Exercise aim :: Repeat the data exactly, so that every line matches the original.

Extracted material ::
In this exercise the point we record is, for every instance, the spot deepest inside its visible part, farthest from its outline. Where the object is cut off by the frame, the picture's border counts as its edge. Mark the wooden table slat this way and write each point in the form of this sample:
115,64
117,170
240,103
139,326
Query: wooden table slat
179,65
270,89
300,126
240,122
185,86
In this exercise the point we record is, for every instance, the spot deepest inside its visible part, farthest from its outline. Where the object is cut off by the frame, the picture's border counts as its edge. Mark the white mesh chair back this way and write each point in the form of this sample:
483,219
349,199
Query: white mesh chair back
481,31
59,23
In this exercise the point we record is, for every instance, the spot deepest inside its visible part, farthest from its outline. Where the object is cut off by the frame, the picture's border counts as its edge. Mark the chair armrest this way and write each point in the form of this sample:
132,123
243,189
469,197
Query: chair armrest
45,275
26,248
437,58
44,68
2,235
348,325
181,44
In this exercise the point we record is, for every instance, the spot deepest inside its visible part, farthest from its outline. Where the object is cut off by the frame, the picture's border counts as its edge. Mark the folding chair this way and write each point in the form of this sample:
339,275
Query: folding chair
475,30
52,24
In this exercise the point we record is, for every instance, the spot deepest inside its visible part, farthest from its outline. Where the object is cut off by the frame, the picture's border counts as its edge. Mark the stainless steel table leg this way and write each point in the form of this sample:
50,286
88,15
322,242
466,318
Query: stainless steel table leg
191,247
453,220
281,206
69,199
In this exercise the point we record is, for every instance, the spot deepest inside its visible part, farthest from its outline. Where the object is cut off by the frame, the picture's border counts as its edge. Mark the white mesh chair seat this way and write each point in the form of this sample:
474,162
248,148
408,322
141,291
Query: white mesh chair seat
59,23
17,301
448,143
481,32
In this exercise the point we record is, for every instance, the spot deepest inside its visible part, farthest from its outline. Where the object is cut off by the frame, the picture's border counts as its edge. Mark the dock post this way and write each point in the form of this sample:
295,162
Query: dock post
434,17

Output below ::
In this exercise the point we record is, for every instance, the spot deepest inside its visible part, farthest from its outline. Where the object is cut off by the frame, the picture's border counts as its edge. Mark the wooden table slat this way and write each point in the form of this sample:
115,64
117,170
240,103
139,326
Query: wooden table slat
179,65
270,89
300,126
240,122
185,86
In this exercise the point we record is, for every instance, the spot deepest inside its visible part, farthest from its outline. Where the object is cut off by the frame, the picture's border counts as its edge. Mark the white mesh chair back this way and write each point in the form of this sample:
483,219
349,199
Query: white mesh chair back
481,31
59,23
In this exercise the point we record is, for every instance, the spot deepest inside its visible part, farthest from its outline. Where the object is cut off by the frame, the picture's border counts as its edge. Mark the chair armrest this way and write each point in the form of this sample:
132,123
243,189
469,197
Query: chair armrest
45,275
26,248
437,58
44,68
2,235
348,325
181,44
In this exercise the point we record is, for every instance, the spot deepest inside its visible part, farthest from its outline. Where the object is cut off by the frame, the picture's border counts as its edge. Mark the folding chair this way and write each point in the form of this sample:
339,275
Query: folding chair
475,30
52,24
In this exercise the point we record is, for every instance, the spot deepest inside its visible part, farthest from its outline. Where the object is cut off by the frame, the picture's border counts as its edge. Mark the stainless steel table leg this way and write each point in the form of this sample:
50,286
88,15
322,242
466,318
Query: stainless steel table leg
191,247
453,220
281,206
69,199
In this exercise the point we record is, for every instance, the spot deepest inside its visible part, farthest from its outline. Where the object is cut off by the frame, the picture's border counts as its edge. Mark the white mesh chair seat this way and write each point in the form of this sample:
474,162
248,148
408,322
141,291
Query: white mesh chair seat
59,23
17,301
448,143
481,32
In this exercise the point we record is, for every instance, the spot deepest inside its visible part, farthest from its outline. Where the object is cut off by the frame, the picture's border counts as its edge. Mark the dock post this way and write each point in the form of this sample:
295,162
Query: dock post
434,17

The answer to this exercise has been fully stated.